— What is expected —
Below are records; output exactly the lines from the one with "Reviewer note: check that every instance of the rock outcrop" through their final line.

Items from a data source
-------------------------
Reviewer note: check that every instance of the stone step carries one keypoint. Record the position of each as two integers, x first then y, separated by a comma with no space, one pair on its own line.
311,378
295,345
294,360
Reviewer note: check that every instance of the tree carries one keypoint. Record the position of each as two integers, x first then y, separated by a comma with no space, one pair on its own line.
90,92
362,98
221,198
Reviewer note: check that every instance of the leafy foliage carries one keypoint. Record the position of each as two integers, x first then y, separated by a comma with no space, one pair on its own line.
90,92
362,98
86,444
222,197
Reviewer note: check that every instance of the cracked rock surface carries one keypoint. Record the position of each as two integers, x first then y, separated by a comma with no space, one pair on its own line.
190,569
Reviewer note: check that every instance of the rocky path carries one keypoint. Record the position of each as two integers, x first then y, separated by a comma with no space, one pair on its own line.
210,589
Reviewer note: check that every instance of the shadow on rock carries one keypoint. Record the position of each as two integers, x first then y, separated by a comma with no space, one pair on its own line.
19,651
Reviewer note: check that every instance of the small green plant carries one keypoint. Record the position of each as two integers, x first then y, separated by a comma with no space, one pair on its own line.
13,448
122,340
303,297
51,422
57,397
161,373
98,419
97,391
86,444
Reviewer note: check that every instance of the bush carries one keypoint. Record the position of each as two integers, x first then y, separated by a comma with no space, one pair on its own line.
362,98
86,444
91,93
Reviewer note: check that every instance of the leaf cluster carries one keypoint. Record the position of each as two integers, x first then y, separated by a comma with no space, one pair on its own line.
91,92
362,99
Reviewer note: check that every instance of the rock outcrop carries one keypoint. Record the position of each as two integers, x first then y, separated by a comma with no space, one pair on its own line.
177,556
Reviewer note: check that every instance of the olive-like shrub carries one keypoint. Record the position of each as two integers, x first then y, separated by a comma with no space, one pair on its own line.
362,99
-------------------------
— Result for this exercise —
Reviewer note: check that every instance of the rock outcrop carries one keypoint. Record the position of each as two integers, x first then y, separated by a comma with no space, one pair on its own line.
177,556
Reviewer note: check that every instance of the olive-like shrub carries one keypoint. Record the position of each as two integers, x first then y, separated by a comma with no space, one pair on its own line.
362,99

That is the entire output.